▸ **Fragmento de texto**
-- -- --
Por otro, se encuentra el tiempo productivo, económico, público y anónimo. El del trabajo, las obligaciones que intentamos encajar en nuestro horario, el que nos empuja a seguir corriendo para no quedarnos parados. Al contrario de lo que defienden algunos, no creo que este se haya detenido. Lo saben bien los padres que llevan los últimos dos meses con sus hijos en casa, pero también los teletrabajadores, los parados en busca de empleo y no digamos ya el personal sanitario.

Esperar mientras tenemos prisa va a ser el signo de la nueva etapa

La ecuación es sencilla de puro tonta: si tardamos más en hacer cualquier cosa, podremos hacer menos. Una relación que sabemos que no funciona en la dirección inversa —cuando todo es rápido, tampoco tenemos tiempo para nada—, pero que va a ser cada vez más evidente a medida que pasemos fases y nos demos cuenta de que tenemos las mismas obligaciones que antes (laborales, familiares, personales, de esparcimiento) que nos cuesta eones llevar a cabo. Esperar mientras tenemos prisa va a ser el signo de la nueva etapa.

La era de las colas

Lo contaba en una entrevista Hartmut Rosa, el gran teórico de la aceleración en la sociedad moderna. "Es un error interpretar la crisis del coronavirus como una ralentización generalizada", explicaba. "En primer lugar, en muchos aspectos viene acompañada de inquietud y miedo existencial, y en otros, implica una aceleración manifiesta".
-- -- --
▸ **Enunciado**
Continúa el texto sobre el tiempo durante la crisis del coronavirus a partir de su última oración. Los registros no intervienen en esta actividad.
-- -- --
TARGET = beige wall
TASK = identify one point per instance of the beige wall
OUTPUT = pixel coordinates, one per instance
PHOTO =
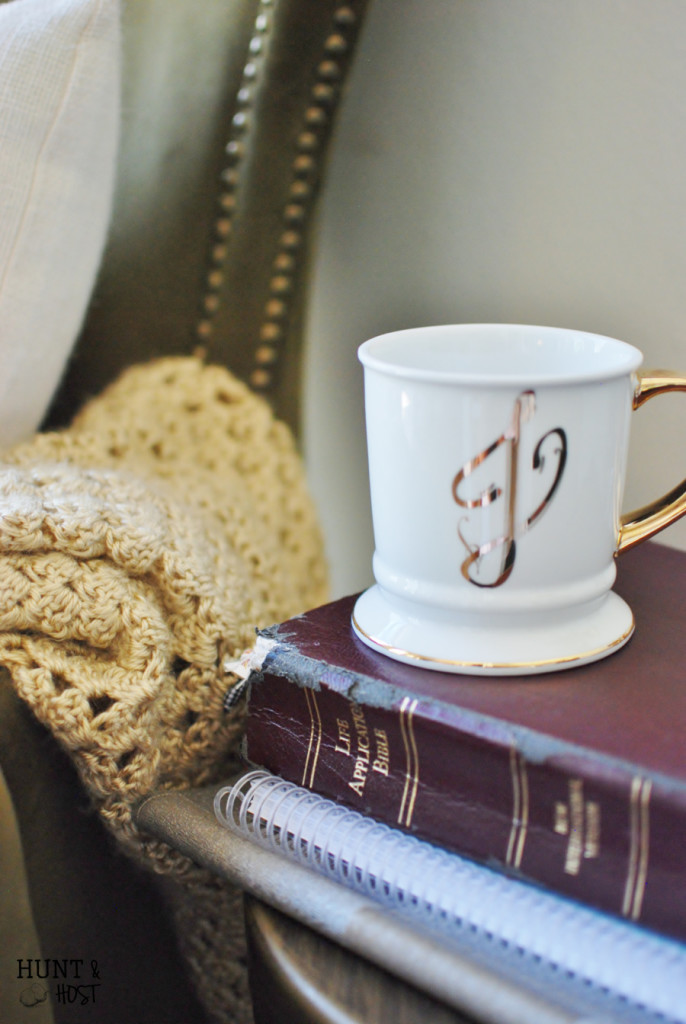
(502, 160)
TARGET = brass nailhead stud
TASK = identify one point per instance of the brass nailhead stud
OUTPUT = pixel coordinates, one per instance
(270, 332)
(265, 354)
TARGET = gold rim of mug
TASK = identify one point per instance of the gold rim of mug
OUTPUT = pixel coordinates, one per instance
(568, 659)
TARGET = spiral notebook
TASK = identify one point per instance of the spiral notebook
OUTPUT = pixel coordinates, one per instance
(451, 895)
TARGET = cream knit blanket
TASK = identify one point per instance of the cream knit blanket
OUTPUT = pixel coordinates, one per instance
(139, 550)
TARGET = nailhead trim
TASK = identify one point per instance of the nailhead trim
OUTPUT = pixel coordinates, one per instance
(324, 96)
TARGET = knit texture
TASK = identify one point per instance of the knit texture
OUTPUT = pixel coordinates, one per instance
(139, 551)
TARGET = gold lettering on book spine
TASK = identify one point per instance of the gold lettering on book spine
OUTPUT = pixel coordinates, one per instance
(515, 850)
(639, 811)
(314, 744)
(406, 713)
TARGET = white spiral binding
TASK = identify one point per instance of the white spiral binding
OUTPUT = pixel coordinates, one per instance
(452, 894)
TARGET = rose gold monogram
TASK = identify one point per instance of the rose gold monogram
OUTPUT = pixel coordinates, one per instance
(523, 411)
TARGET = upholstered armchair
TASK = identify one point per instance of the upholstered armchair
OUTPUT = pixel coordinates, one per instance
(178, 222)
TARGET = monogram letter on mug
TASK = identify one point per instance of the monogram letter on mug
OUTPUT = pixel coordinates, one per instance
(497, 457)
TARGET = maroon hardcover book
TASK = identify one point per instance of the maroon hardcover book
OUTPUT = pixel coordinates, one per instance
(574, 780)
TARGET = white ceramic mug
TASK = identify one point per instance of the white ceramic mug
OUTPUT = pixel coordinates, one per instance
(497, 465)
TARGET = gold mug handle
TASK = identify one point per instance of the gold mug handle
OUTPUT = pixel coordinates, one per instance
(642, 523)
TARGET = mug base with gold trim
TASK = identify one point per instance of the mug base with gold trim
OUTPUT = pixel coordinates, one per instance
(496, 645)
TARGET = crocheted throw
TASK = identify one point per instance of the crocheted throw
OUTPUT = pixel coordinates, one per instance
(139, 551)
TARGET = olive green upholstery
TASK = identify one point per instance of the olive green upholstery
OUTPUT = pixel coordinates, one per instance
(228, 111)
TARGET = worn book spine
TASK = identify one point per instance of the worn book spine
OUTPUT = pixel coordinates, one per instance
(583, 824)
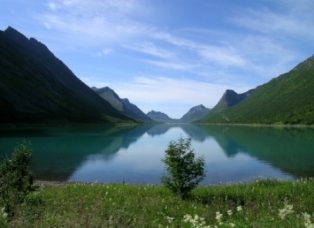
-- -- --
▸ **Ejercicio resuelto**
El mejor ejemplo sería el del pequeño comerciante que ha cerrado su negocio y no sabe cuándo lo podrá volver a abrir, o en qué condiciones lo hará, o si para entonces le merecerá la pena hacerlo. Aparentemente, dispone de más tiempo que nunca porque no tiene gran cosa que hacer; sin embargo, no es un verdadero tiempo de disfrute, sino de estrés e inquietud. El del soldado en la trinchera esperando a que el enemigo ataque. Como continúa Rosa, "para los que temen por sus vidas o por su existencia económica, estos eventos no son una deceleración, sino una gran amenaza".

Es indiscutible que las crisis nunca detienen el mundo, sino que lo aceleran. Hoy ya es muy distinto a hace dos meses, y no se parece en nada a cómo será el mes que viene. Esa es la razón por la que tanta gente ha sentido durante los últimos meses que quedarse en casa en tiempos de pandemia, incluso si uno no tiene que trabajar, no ha sido el remedio mágico que esperaba para hacer todo eso que siempre quiso hacer y nunca tuvo tiempo. El tiempo puede haberse detenido en lo privado, pero es evidente que fuera de los límites de nuestro hogar se ha acelerado, paralizándonos en la inquietud. ¿Cómo se puede hablar de tiempo ralentizado cuando se suceden las informaciones sanitarias, políticas, sociales, cuando la situación cambia de la noche a la mañana?

La imagen de nuestra era es la de las colas del hambre: gente cuyo tiempo se ha detenido pero que no puede esperar más

No hay imagen que ilustre mejor esta contradicción que nos ha tocado vivir que las colas del hambre, formadas por personas cuyo tiempo privado se ha detenido pero que han sido arrasadas por el tiempo económico, empujándoles a buscar ayuda en comedores sociales. Personas que tienen que esperar durante horas para tener algo que comer, pero que no pueden esperar más para encontrar una forma de sobrevivir.

La paradoja más cruel. Cuando pisas el freno de un automóvil pasado de revoluciones, siempre hay unos protegidos por el cinturón de seguridad y otros que se estrellan contra el salpicadero.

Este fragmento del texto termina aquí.